### Stored items
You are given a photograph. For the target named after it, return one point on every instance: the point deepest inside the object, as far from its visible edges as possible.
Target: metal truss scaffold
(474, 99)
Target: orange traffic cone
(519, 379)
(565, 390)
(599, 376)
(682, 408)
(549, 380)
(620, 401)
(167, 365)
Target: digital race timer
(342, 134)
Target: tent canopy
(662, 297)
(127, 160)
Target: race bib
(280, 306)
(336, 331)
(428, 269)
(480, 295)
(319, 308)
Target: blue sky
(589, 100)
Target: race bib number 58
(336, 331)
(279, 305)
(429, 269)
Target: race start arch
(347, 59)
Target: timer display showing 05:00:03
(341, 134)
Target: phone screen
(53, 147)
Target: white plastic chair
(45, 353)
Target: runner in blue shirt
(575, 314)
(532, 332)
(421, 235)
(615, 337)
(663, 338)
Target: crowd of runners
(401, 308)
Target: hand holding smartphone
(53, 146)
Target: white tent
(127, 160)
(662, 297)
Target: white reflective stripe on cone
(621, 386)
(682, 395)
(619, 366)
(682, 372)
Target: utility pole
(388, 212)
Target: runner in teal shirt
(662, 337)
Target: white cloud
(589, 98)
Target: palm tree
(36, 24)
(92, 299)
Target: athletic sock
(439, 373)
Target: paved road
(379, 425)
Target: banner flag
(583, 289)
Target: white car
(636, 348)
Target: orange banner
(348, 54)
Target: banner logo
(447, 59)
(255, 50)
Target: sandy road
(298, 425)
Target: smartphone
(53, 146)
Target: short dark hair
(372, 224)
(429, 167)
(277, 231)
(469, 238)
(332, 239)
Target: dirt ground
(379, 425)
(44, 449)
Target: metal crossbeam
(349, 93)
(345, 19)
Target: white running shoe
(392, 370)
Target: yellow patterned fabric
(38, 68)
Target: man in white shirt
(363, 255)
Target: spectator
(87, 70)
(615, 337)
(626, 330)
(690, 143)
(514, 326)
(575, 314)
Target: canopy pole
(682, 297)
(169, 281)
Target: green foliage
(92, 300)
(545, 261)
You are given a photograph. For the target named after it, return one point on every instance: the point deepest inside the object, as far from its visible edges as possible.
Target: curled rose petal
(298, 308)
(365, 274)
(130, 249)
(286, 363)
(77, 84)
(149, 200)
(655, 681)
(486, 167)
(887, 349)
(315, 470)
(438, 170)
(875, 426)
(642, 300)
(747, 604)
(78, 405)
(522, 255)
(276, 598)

### WORK REQUIRED
Swap "deepest" for "most central" throughout all of the lines above, and leave everything else unchanged.

### TASK ANSWER
You are given a photograph. For the target named after it, return one point on every instance: the point most central inside the object, as far from its visible edges as possible.
Target: metal truss scaffold
(474, 99)
Target: orange traffic cone
(519, 379)
(565, 390)
(599, 376)
(682, 408)
(549, 380)
(620, 401)
(167, 365)
Target: digital race timer
(342, 134)
Target: tent canopy
(662, 297)
(127, 160)
Target: race bib
(280, 306)
(336, 331)
(428, 269)
(480, 295)
(319, 308)
Target: blue sky
(589, 100)
Target: race bib number 58
(336, 331)
(279, 305)
(429, 269)
Target: race start arch
(347, 59)
Target: timer display showing 05:00:03
(341, 134)
Target: phone screen
(53, 147)
Target: white plastic chair
(45, 353)
Target: runner in blue shirt
(575, 314)
(532, 332)
(421, 235)
(615, 337)
(663, 338)
Target: crowd of runners
(401, 308)
Target: hand holding smartphone
(53, 146)
Target: white tent
(127, 160)
(662, 297)
Target: white reflective stripe on cone
(621, 386)
(682, 395)
(619, 366)
(682, 372)
Target: utility pole
(388, 212)
Target: runner in teal shirt
(662, 337)
Target: white cloud
(589, 98)
Target: palm tree
(36, 24)
(92, 299)
Target: athletic sock
(439, 373)
Target: paved road
(379, 425)
Target: banner flag
(583, 289)
Target: white car
(636, 348)
Target: orange banner
(348, 54)
Target: banner logo
(447, 59)
(255, 50)
Target: sandy road
(298, 425)
Target: smartphone
(53, 146)
Target: short dark hair
(372, 224)
(429, 167)
(277, 231)
(469, 238)
(332, 239)
Target: dirt ground
(379, 425)
(44, 449)
Target: metal crossbeam
(349, 93)
(345, 19)
Target: white running shoe
(392, 370)
Target: yellow patterned fabric
(38, 68)
Target: man in white shirt
(363, 255)
Target: spectator
(87, 70)
(615, 337)
(626, 330)
(690, 143)
(514, 326)
(575, 314)
Target: canopy pole
(682, 297)
(169, 281)
Target: green foliage
(92, 300)
(545, 261)
You are given a photograph. For the target named after it, return one point on every instance: the point most central inside the object, as far from its visible edges as possible.
Target: curled rose petal
(298, 308)
(365, 274)
(130, 249)
(286, 363)
(77, 84)
(149, 200)
(655, 681)
(486, 167)
(887, 349)
(315, 470)
(438, 170)
(875, 426)
(642, 300)
(747, 604)
(78, 405)
(522, 255)
(276, 598)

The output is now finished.